# START OF Selected extract

CNN-based models were first adopted for speech recognition systems by Abdel-Hamid et al. [4] for the TIMIT phone recognition task. This model was later improved architecturally in [5], with added consideration to kernel size, pooling, network size and regularization, while other large-scale speech tasks were also carried out in [6][7][8] using CNNs. More recently, Piczak [9] and Salamon [10] showed that a basic CNN could generally outperform existing methods for environmental sound classification provided sufficient data.

To achieve desirable results, the classifier has to be paired with an appropriate input representation. Conventional choices were largely hand-crafted features such as Mel-frequency cepstral coefficients (MFCCs) or Perceptual Linear Prediction (PLP) coefficients that were previously state-of-the-art when used with Gaussian mixture model (GMM)-based HMMs. However, such cepstral features became less popular with deep learning algorithms as it was no longer essential for feature maps to be sufficiently de-correlated

[11][12]. Conversely, the strength of CNNs lie with its ability to learn localized patterns through weight-sharing and pooling [13] - patterns present in the spectro-temporal features of spectrograms.

In the domain of environmental sound it has been noted that time-frequency representations are especially useful as learning features [14][15][16][17][18] due to the non-stationary and dynamic nature of the sounds. To extract these spectro-temporal features, a range of signal processing techniques have been proposed. A survey on environmental sound recognition by Chachada and Kuo [19] covers several methods, including sparse-representation-based techniques such as matching pursuit, power-spectrum-based techniques to obtain variants of the spectrogram, and several wavelet-based approaches. Another comparative study [20]

investigated the performance of methods such as short-time Fourier transform (STFT), fast Wavelet transform (FWT) and continuous Wavelet transform (CWT) against stationary features like the aforementioned MFCC and PLP. The authors classified the extracted features using conventional machine learning techniques, including GMM-HMM, support vector machines (SVMs) and shallow artificial neural nets.

# END OF Selected extract

Revise the passage on environmental sound classification: reproduce the stretch from "investigated the performance" through "artificial neural nets.", replacing "conventional machine learning techniques" with "classical machine learning techniques".

# START OF Recorded data

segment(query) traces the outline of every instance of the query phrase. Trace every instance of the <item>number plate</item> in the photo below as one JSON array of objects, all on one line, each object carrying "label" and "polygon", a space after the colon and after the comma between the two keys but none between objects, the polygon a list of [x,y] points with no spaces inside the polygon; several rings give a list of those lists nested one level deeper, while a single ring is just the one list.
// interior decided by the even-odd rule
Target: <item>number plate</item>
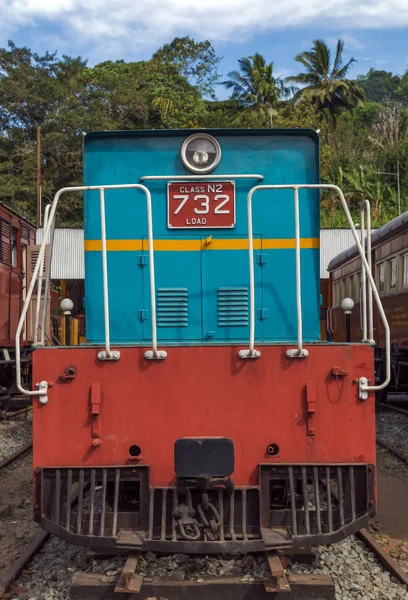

# END OF Recorded data

- _Solution for this task_
investigated the performance of methods such as short-time Fourier transform (STFT), fast Wavelet transform (FWT) and continuous Wavelet transform (CWT) against stationary features like the aforementioned MFCC and PLP. The authors classified the extracted features using classical machine learning techniques, including GMM-HMM, support vector machines (SVMs) and shallow artificial neural nets.